_Text under study:_
Two in five unpaid carers are sacrificing their own health by putting off medical treatment to continue to look after an ill, frail or disabled loved one.
A survey conducted during Carers Week was completed by 322 people in Scotland and 3400 across the UK.
It revealed that caring had a negative impact on 87 per cent of respondents’ physical health with 41 per cent sustaining a physical injury, such as back pain, through caring.
It also showed:
88 per cent said caring for a family member or friend had a negative impact on their mental health.
62 per cent of carers blamed their poor health on a lack of practical support.
51 per cent said their situation was being made worse because there was not enough financial support.
Charities have called for positive action to end the care crisis.
Mary, who lives in Falkirk with her husband, is just one of those who has suffered.
She has been his full-time carer since he suffered a stroke a few years ago.
He refuses to allow anyone else in to help and relies exclusively on her for everyday support. As a result, because of tiredness and a lack of sleep, Mary’s own health has been affected.
When she had to go into hospital for an operation last year, her husband would not allow an alternative care package to be put in place, adding to her concerns for his welfare.
She said: “Often the person being cared for does not realise how ill their carer is and, if there is mental impairment, the person being cared for can’t always judge for themselves that they need care.
“The carer would like peace of mind that there will be alternative support in place while they are in hospital, but in my case there was not because my husband did not accept that he needed this.”
Florence Burke, director for Scotland of The Princess Royal Trust for Carers, said: “Carers, young and old in Scotland are vital in sustaining the health and well-being of others yet too often sacrifice their own health to support the people close to them.
‘‘We will continue to work to make sure statutory providers take account of carers and their needs and that the specialist services provided by local Carers’ Centres receive continued funding for the essential role they play.”

_Aim of the exercise:_ Reproduce word for word the passage of the article on unpaid carers that begins with the words containing "She has been" and ends with "has been affected.".

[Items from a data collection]

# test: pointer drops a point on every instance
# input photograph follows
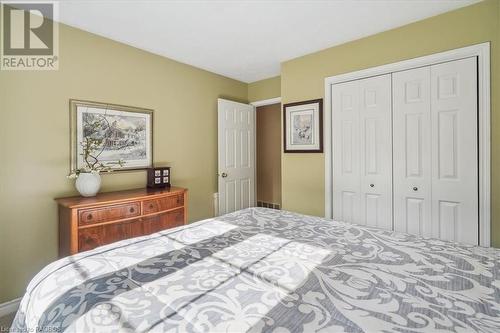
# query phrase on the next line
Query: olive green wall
(303, 79)
(264, 89)
(34, 138)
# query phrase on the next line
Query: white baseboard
(9, 307)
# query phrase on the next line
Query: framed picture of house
(118, 133)
(303, 127)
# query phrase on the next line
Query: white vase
(88, 184)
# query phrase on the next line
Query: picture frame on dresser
(123, 133)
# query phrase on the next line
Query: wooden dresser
(85, 223)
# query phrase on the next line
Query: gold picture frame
(127, 136)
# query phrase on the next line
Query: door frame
(256, 104)
(482, 52)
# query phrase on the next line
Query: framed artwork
(124, 134)
(303, 127)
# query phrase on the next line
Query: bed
(264, 270)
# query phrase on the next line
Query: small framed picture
(303, 127)
(159, 177)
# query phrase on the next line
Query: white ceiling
(244, 40)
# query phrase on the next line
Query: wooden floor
(5, 322)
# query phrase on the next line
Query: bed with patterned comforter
(264, 270)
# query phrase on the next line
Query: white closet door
(376, 151)
(346, 171)
(362, 151)
(412, 151)
(454, 151)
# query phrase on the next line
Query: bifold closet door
(412, 151)
(435, 151)
(362, 145)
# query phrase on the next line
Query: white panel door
(412, 151)
(346, 153)
(375, 112)
(362, 151)
(455, 151)
(236, 145)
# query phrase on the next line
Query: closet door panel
(346, 171)
(376, 151)
(412, 151)
(454, 151)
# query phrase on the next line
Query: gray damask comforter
(273, 271)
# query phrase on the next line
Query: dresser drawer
(161, 204)
(108, 213)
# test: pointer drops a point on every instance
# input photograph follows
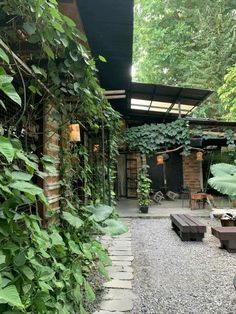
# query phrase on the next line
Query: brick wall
(192, 172)
(52, 148)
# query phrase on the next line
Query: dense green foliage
(151, 138)
(186, 43)
(144, 187)
(224, 179)
(227, 92)
(45, 265)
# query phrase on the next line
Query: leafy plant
(224, 179)
(144, 187)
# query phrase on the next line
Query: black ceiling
(108, 25)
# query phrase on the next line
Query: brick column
(192, 172)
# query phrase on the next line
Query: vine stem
(178, 148)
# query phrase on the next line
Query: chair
(172, 195)
(158, 197)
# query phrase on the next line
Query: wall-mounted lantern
(199, 156)
(74, 132)
(95, 148)
(160, 160)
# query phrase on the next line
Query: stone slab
(117, 305)
(121, 268)
(121, 275)
(121, 263)
(121, 258)
(119, 294)
(116, 283)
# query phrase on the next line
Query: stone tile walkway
(118, 297)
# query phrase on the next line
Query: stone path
(118, 297)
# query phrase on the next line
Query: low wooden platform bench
(187, 227)
(227, 237)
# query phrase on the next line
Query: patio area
(127, 208)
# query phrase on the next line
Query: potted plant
(144, 188)
(224, 181)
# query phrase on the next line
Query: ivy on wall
(46, 270)
(151, 138)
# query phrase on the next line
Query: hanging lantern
(96, 148)
(74, 133)
(160, 160)
(199, 156)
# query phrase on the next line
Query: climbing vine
(45, 265)
(149, 139)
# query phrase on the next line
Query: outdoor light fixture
(74, 132)
(95, 148)
(160, 159)
(199, 156)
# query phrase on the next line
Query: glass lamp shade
(160, 160)
(74, 133)
(199, 156)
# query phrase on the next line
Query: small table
(198, 199)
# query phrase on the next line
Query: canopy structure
(165, 100)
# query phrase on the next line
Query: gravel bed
(174, 277)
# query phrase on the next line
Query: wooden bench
(227, 237)
(187, 227)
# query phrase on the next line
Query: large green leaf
(11, 296)
(6, 148)
(222, 169)
(10, 91)
(114, 227)
(72, 220)
(225, 184)
(26, 187)
(21, 176)
(4, 56)
(100, 212)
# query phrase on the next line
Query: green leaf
(89, 291)
(40, 71)
(11, 296)
(4, 56)
(21, 176)
(19, 260)
(101, 58)
(100, 212)
(5, 79)
(10, 91)
(114, 227)
(72, 220)
(26, 187)
(30, 28)
(27, 271)
(6, 148)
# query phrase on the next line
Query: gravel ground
(174, 277)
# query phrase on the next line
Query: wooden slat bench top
(227, 237)
(224, 233)
(188, 223)
(188, 227)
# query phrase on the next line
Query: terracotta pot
(144, 209)
(228, 222)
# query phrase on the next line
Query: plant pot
(228, 222)
(144, 209)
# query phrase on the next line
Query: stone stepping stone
(121, 275)
(121, 263)
(120, 268)
(120, 253)
(121, 258)
(116, 283)
(117, 305)
(119, 294)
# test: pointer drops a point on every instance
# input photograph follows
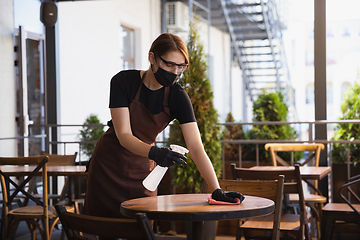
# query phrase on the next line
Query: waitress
(142, 104)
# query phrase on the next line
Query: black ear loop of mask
(163, 77)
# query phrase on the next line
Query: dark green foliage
(90, 134)
(233, 132)
(271, 107)
(196, 83)
(350, 109)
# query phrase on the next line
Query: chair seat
(309, 198)
(340, 207)
(289, 222)
(36, 211)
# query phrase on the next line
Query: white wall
(89, 53)
(7, 82)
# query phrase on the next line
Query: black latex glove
(165, 157)
(220, 195)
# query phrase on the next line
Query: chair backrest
(313, 149)
(272, 189)
(39, 164)
(76, 225)
(347, 186)
(292, 184)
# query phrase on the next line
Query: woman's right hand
(165, 157)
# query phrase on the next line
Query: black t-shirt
(125, 84)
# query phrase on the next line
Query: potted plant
(270, 107)
(341, 153)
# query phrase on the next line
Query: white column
(7, 80)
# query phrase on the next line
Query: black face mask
(165, 78)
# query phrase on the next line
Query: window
(346, 32)
(344, 88)
(329, 93)
(309, 94)
(127, 48)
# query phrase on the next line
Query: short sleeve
(123, 88)
(181, 107)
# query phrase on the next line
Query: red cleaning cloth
(214, 202)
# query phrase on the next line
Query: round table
(195, 208)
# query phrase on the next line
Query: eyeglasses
(173, 66)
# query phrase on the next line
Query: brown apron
(116, 174)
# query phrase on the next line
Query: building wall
(7, 82)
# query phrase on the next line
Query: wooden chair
(54, 160)
(342, 213)
(30, 214)
(295, 224)
(272, 189)
(314, 200)
(79, 226)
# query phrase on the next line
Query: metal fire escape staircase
(256, 37)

_Answer to this task:_
She has been his full-time carer since he suffered a stroke a few years ago.
He refuses to allow anyone else in to help and relies exclusively on her for everyday support. As a result, because of tiredness and a lack of sleep, Mary’s own health has been affected.